## Work to complete
Starting at the row containing "As a warehouse robot's perception module, locate work" and ending at the row containing "609, 269, 636, 285", reproduce those rows, requests included, and offset every bounding box coordinate in the answers by adding 33.

## Input rows
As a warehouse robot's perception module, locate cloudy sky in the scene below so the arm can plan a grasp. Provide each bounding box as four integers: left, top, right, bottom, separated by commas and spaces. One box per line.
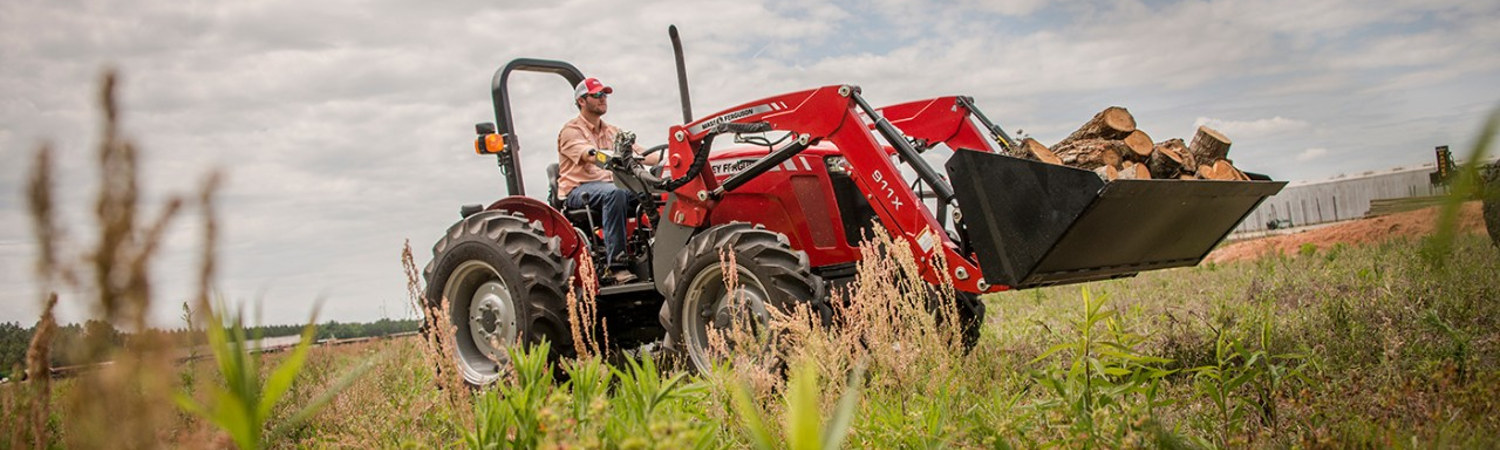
0, 0, 1500, 326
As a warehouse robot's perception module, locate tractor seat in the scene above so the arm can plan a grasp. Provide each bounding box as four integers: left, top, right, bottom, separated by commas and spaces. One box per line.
548, 162, 605, 230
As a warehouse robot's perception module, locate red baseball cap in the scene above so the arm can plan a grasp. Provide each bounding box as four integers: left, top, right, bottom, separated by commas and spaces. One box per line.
573, 77, 615, 99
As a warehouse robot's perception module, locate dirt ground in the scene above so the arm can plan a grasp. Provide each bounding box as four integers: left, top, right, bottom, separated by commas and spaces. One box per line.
1203, 201, 1485, 263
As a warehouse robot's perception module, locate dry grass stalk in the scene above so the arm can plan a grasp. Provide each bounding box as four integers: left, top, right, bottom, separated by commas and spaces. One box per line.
22, 294, 57, 449
401, 240, 473, 414
567, 249, 609, 360
707, 248, 792, 402
60, 72, 190, 449
19, 132, 66, 449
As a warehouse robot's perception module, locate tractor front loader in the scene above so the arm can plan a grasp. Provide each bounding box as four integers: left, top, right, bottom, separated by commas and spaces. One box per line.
425, 29, 1284, 384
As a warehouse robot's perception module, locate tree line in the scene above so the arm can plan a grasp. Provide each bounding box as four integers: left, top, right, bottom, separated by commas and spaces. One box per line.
0, 318, 420, 380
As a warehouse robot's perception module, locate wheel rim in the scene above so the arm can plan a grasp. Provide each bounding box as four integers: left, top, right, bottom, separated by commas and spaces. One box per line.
443, 261, 519, 384
681, 263, 770, 371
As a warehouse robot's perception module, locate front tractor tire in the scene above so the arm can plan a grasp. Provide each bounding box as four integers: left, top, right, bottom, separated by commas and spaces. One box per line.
423, 210, 575, 386
663, 222, 831, 374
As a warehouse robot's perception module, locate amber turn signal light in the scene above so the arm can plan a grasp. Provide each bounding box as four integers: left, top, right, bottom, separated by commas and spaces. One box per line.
474, 135, 506, 155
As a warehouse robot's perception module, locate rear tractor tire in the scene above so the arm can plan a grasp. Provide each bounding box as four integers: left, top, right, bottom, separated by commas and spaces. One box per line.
423, 210, 575, 386
663, 222, 833, 374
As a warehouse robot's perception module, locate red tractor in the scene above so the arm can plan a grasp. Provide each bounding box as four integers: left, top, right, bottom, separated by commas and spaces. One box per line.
425, 29, 1284, 384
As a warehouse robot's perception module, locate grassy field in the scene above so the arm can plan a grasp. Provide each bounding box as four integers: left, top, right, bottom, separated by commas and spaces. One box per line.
6, 236, 1500, 449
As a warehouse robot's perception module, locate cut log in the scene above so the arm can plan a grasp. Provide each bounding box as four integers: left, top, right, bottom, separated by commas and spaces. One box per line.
1052, 140, 1130, 171
1052, 107, 1136, 148
1197, 164, 1218, 180
1146, 140, 1184, 180
1188, 126, 1230, 165
1136, 162, 1151, 180
1122, 129, 1157, 162
1094, 165, 1121, 182
1119, 161, 1151, 180
1016, 138, 1062, 165
1214, 159, 1250, 182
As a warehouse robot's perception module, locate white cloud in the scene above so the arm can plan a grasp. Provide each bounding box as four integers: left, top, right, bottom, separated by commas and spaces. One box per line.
1193, 116, 1308, 140
1298, 147, 1328, 162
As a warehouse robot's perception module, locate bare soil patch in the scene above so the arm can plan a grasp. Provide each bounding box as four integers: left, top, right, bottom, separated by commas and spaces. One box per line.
1205, 201, 1485, 263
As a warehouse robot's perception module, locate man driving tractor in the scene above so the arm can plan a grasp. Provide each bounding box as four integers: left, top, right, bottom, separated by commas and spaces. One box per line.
558, 78, 660, 284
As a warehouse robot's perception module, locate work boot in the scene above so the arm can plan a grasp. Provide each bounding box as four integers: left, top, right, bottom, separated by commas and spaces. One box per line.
609, 269, 636, 285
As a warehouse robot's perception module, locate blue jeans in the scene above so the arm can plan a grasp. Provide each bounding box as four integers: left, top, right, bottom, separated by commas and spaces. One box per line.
566, 182, 638, 269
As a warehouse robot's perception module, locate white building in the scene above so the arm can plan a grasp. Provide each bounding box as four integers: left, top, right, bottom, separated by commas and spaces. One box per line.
1233, 155, 1494, 234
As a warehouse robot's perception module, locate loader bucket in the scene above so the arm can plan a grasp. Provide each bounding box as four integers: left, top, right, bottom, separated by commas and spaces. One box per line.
947, 150, 1286, 288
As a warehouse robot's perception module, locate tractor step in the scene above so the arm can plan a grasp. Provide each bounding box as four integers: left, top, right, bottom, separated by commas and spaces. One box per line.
947, 150, 1287, 288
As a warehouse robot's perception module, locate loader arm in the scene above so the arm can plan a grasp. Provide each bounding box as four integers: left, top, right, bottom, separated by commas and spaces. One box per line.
879, 96, 1011, 153
666, 86, 1007, 293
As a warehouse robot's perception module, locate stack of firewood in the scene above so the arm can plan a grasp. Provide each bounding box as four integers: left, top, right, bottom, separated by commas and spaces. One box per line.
1013, 107, 1250, 180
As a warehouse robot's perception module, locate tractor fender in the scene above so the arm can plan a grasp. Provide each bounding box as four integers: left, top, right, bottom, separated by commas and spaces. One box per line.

## Complete response
As a warehouse robot's perception module, locate work boot in the scene above so the arm can plan a grasp. Provide each bounding box as four integers: left, top, right, bottom, separated by commas and spaces. One box per line.
642, 302, 669, 318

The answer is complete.